Gather each line below that contains the word "written" and copy it in full. Case counts.

— INPUT DATA —

::::::::::

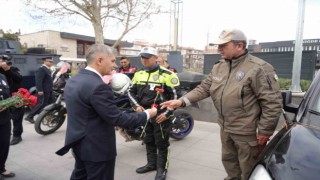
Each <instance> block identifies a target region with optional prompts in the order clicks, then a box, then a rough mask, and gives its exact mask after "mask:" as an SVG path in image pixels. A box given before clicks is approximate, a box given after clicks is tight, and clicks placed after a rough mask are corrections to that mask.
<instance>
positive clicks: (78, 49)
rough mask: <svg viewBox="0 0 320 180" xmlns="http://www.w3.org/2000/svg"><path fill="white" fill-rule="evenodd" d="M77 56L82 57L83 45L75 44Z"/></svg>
mask: <svg viewBox="0 0 320 180" xmlns="http://www.w3.org/2000/svg"><path fill="white" fill-rule="evenodd" d="M77 55H84V45H83V43H78V44H77Z"/></svg>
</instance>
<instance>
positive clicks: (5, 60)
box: [0, 54, 12, 61]
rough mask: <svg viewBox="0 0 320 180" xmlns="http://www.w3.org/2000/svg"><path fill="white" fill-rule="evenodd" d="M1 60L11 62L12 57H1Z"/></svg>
mask: <svg viewBox="0 0 320 180" xmlns="http://www.w3.org/2000/svg"><path fill="white" fill-rule="evenodd" d="M0 59H2V60H4V61H10V60H11V59H12V57H11V56H8V55H6V54H4V55H0Z"/></svg>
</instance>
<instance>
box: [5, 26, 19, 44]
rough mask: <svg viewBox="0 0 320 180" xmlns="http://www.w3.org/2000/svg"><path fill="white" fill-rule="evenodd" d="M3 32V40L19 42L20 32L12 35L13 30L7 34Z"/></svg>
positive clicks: (15, 33) (16, 32) (14, 33)
mask: <svg viewBox="0 0 320 180" xmlns="http://www.w3.org/2000/svg"><path fill="white" fill-rule="evenodd" d="M0 30H1V29H0ZM1 31H2V34H3V38H5V39H10V40H15V41H19V33H18V32H16V33H12V32H11V30H8V31H7V32H3V30H1Z"/></svg>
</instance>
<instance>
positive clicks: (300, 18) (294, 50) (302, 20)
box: [290, 0, 306, 92]
mask: <svg viewBox="0 0 320 180" xmlns="http://www.w3.org/2000/svg"><path fill="white" fill-rule="evenodd" d="M305 2H306V0H299V7H298V8H299V9H298V23H297V34H296V41H295V47H294V48H295V49H294V59H293V67H292V84H291V88H290V89H291V91H295V92H301V87H300V73H301V59H302V44H303V25H304V11H305Z"/></svg>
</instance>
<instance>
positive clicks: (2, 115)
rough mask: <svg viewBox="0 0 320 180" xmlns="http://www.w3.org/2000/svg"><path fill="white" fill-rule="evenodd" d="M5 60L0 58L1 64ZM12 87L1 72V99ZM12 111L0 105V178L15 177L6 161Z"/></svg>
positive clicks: (8, 144)
mask: <svg viewBox="0 0 320 180" xmlns="http://www.w3.org/2000/svg"><path fill="white" fill-rule="evenodd" d="M4 63H6V62H4V61H3V60H2V59H0V66H1V67H2V66H4ZM10 95H11V94H10V88H9V85H8V82H7V78H6V76H5V75H3V74H1V73H0V101H1V100H4V99H7V98H9V97H10ZM10 119H11V118H10V112H9V110H8V109H4V108H1V107H0V120H1V121H0V179H3V177H14V176H15V174H14V173H13V172H9V171H7V170H6V168H5V163H6V161H7V158H8V154H9V146H10V135H11V122H10Z"/></svg>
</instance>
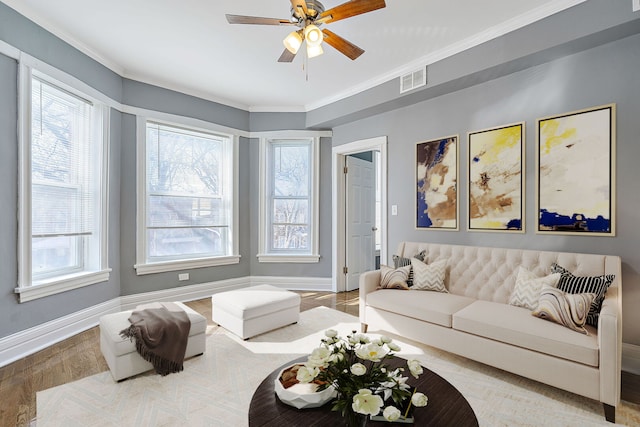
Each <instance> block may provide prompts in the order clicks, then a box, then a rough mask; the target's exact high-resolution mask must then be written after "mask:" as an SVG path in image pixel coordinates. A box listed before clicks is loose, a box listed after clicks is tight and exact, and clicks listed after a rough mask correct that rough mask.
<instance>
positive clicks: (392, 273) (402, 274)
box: [378, 265, 411, 289]
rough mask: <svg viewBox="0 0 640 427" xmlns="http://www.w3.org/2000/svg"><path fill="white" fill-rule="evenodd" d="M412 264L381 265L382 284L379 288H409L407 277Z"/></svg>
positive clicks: (380, 283)
mask: <svg viewBox="0 0 640 427" xmlns="http://www.w3.org/2000/svg"><path fill="white" fill-rule="evenodd" d="M410 271H411V266H410V265H407V266H404V267H400V268H391V267H389V266H387V265H381V266H380V285H379V286H378V289H409V286H407V278H408V277H409V272H410Z"/></svg>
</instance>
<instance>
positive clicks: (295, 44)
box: [282, 31, 302, 55]
mask: <svg viewBox="0 0 640 427" xmlns="http://www.w3.org/2000/svg"><path fill="white" fill-rule="evenodd" d="M282 43H283V44H284V47H286V48H287V50H288V51H289V52H291V53H293V54H294V55H295V54H296V53H298V50H299V49H300V46H302V36H301V35H300V33H299V32H298V31H292V32H291V33H290V34H289V35H288V36H287V37H285V39H284V40H282Z"/></svg>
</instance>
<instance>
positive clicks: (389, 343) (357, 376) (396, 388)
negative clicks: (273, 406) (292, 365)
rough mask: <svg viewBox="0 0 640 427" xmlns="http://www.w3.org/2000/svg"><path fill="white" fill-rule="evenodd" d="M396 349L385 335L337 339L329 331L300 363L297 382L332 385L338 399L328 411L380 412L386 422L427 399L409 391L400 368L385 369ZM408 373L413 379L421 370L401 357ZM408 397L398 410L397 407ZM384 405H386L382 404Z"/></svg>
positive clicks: (420, 394)
mask: <svg viewBox="0 0 640 427" xmlns="http://www.w3.org/2000/svg"><path fill="white" fill-rule="evenodd" d="M397 351H400V347H399V346H398V345H397V344H396V343H394V342H393V340H392V339H391V338H389V337H386V336H381V337H380V338H378V339H374V340H370V339H369V337H367V336H366V335H364V334H359V333H356V331H353V332H352V334H350V335H347V338H346V339H343V338H341V337H340V336H339V335H338V332H337V331H335V330H333V329H329V330H327V331H325V338H323V339H322V340H321V345H320V347H318V348H316V349H314V350H313V351H312V353H311V354H310V355H309V357H308V360H307V363H306V364H305V366H303V367H301V368H300V369H299V370H298V373H297V379H298V381H300V382H301V383H309V382H312V381H315V380H320V381H319V382H320V383H322V384H323V385H321V386H320V387H319V390H322V389H324V388H327V387H334V388H335V389H336V391H337V392H338V397H337V398H336V399H335V401H334V405H333V408H332V409H333V410H334V411H340V412H341V413H342V415H343V416H344V417H346V418H347V419H349V417H353V416H355V415H356V414H362V415H370V416H375V415H378V414H380V412H382V416H383V417H384V419H386V420H387V421H397V420H399V419H400V418H401V417H404V418H406V417H407V415H408V412H409V408H410V407H411V406H412V405H413V406H414V407H423V406H426V405H427V403H428V398H427V396H425V395H424V394H423V393H420V392H416V391H415V390H413V391H412V390H411V387H410V386H409V385H408V384H407V380H408V377H406V376H404V375H403V374H404V368H396V369H393V370H389V369H388V368H387V366H386V365H385V363H384V362H385V360H387V359H388V358H390V357H393V356H394V352H397ZM407 368H408V370H409V372H410V373H411V375H412V376H413V377H415V378H418V377H419V376H420V375H422V373H423V368H422V366H421V365H420V362H418V361H417V360H415V359H412V360H408V361H407ZM407 399H410V401H409V402H410V403H409V404H407V409H406V411H405V413H404V414H403V413H402V412H401V410H400V409H399V408H400V407H403V405H402V403H403V402H404V401H405V400H407ZM385 405H386V406H385Z"/></svg>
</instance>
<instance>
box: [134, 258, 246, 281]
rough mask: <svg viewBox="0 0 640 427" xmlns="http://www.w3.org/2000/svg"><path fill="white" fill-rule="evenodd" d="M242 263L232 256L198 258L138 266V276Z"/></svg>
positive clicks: (156, 262)
mask: <svg viewBox="0 0 640 427" xmlns="http://www.w3.org/2000/svg"><path fill="white" fill-rule="evenodd" d="M238 263H240V255H231V256H223V257H215V258H198V259H190V260H181V261H165V262H155V263H150V264H136V265H134V266H133V267H134V268H135V269H136V274H137V275H138V276H142V275H144V274H154V273H164V272H167V271H177V270H190V269H193V268H202V267H216V266H219V265H231V264H238Z"/></svg>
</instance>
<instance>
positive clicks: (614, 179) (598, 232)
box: [536, 104, 616, 236]
mask: <svg viewBox="0 0 640 427" xmlns="http://www.w3.org/2000/svg"><path fill="white" fill-rule="evenodd" d="M615 116H616V106H615V104H608V105H603V106H598V107H592V108H589V109H585V110H580V111H575V112H570V113H564V114H560V115H557V116H553V117H547V118H542V119H538V121H537V139H538V147H537V159H536V163H537V179H536V186H537V191H536V192H537V212H538V229H537V233H541V234H572V235H578V234H582V235H591V236H615V158H616V155H615V153H616V134H615Z"/></svg>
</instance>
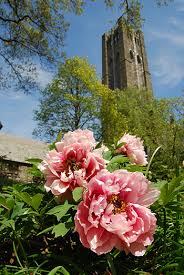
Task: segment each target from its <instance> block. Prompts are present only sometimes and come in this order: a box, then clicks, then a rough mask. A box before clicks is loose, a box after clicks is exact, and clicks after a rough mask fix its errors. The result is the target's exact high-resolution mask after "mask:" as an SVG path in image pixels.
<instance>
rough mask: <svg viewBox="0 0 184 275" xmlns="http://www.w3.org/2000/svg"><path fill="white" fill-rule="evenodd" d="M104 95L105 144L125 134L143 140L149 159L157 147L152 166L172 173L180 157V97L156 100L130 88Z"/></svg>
mask: <svg viewBox="0 0 184 275" xmlns="http://www.w3.org/2000/svg"><path fill="white" fill-rule="evenodd" d="M108 92H109V95H108V96H106V97H103V104H102V108H101V121H102V136H103V140H104V141H105V143H111V142H113V141H114V140H113V137H115V141H117V140H118V139H119V138H120V137H121V136H122V135H123V134H124V133H125V132H129V133H131V134H133V135H137V136H139V137H141V138H142V139H143V140H144V145H145V147H146V149H147V152H148V155H149V158H150V156H151V155H152V153H153V152H154V151H155V149H156V148H157V147H158V146H161V149H160V151H159V154H158V155H157V156H156V158H155V163H162V164H163V165H167V166H168V167H169V168H172V169H173V171H174V173H175V172H176V170H177V169H178V167H179V166H181V165H182V161H183V158H184V144H183V136H184V109H183V107H184V97H180V98H172V99H156V98H154V97H153V95H152V92H149V91H145V90H138V89H133V88H132V89H127V90H124V91H119V90H116V91H110V90H109V91H108ZM107 106H108V107H107ZM155 165H156V164H155ZM156 170H157V171H159V169H158V167H156ZM161 170H162V173H163V167H160V171H161ZM167 173H168V172H167Z"/></svg>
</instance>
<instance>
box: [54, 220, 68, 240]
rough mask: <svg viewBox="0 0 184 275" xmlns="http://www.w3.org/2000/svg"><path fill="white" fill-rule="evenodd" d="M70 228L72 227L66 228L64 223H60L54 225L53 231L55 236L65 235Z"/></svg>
mask: <svg viewBox="0 0 184 275" xmlns="http://www.w3.org/2000/svg"><path fill="white" fill-rule="evenodd" d="M69 230H70V228H66V226H65V224H64V223H59V224H57V225H55V226H54V228H53V230H52V233H53V234H55V237H56V238H57V237H60V236H62V237H64V236H65V235H66V233H67V232H68V231H69Z"/></svg>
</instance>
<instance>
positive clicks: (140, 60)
mask: <svg viewBox="0 0 184 275" xmlns="http://www.w3.org/2000/svg"><path fill="white" fill-rule="evenodd" d="M137 63H138V64H141V58H140V56H139V55H137Z"/></svg>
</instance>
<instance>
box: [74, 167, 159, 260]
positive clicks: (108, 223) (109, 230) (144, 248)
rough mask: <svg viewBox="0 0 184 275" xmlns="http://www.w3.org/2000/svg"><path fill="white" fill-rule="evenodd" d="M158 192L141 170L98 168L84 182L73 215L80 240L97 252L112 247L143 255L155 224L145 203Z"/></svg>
mask: <svg viewBox="0 0 184 275" xmlns="http://www.w3.org/2000/svg"><path fill="white" fill-rule="evenodd" d="M158 195H159V191H158V190H156V189H153V188H151V187H150V183H149V181H148V180H147V179H146V178H145V177H144V175H143V174H142V173H139V172H134V173H130V172H127V171H126V170H118V171H115V172H113V173H110V172H108V171H107V170H105V169H104V170H102V171H100V172H99V173H98V174H97V175H96V176H95V177H93V178H92V179H91V180H90V182H89V183H88V190H87V191H86V192H85V193H84V198H83V201H82V202H80V204H79V205H78V209H77V213H76V215H75V229H76V231H77V232H78V233H79V236H80V241H81V242H82V244H83V245H84V246H85V247H87V248H90V249H91V250H92V251H93V252H95V253H97V254H98V255H101V254H104V253H107V252H110V251H111V250H112V249H113V248H114V247H116V248H118V249H120V250H124V251H125V252H126V253H129V252H131V253H132V254H133V255H135V256H142V255H144V253H145V251H146V246H148V245H150V244H151V243H152V242H153V234H154V232H155V228H156V218H155V215H154V214H153V213H152V212H151V210H150V209H149V208H148V206H149V205H151V204H152V203H153V202H154V201H155V200H156V199H157V197H158Z"/></svg>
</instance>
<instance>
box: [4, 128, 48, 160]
mask: <svg viewBox="0 0 184 275" xmlns="http://www.w3.org/2000/svg"><path fill="white" fill-rule="evenodd" d="M47 151H48V144H46V143H44V142H41V141H36V140H31V139H25V138H22V137H16V136H13V135H9V134H6V133H3V132H1V133H0V157H2V156H3V158H5V159H7V160H12V161H17V162H24V163H26V159H28V158H40V159H43V158H44V156H45V154H46V152H47Z"/></svg>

::::::::::

— SOLUTION TO THE EXERCISE —
Each <instance> block may provide prompts in the order clicks, then a box, then a rough mask; the target's exact high-resolution mask must then be written after "mask:" as an SVG path in image pixel coordinates. A box listed before clicks is loose, a box listed after clicks is tight and exact, and clicks listed after a rough mask correct that rough mask.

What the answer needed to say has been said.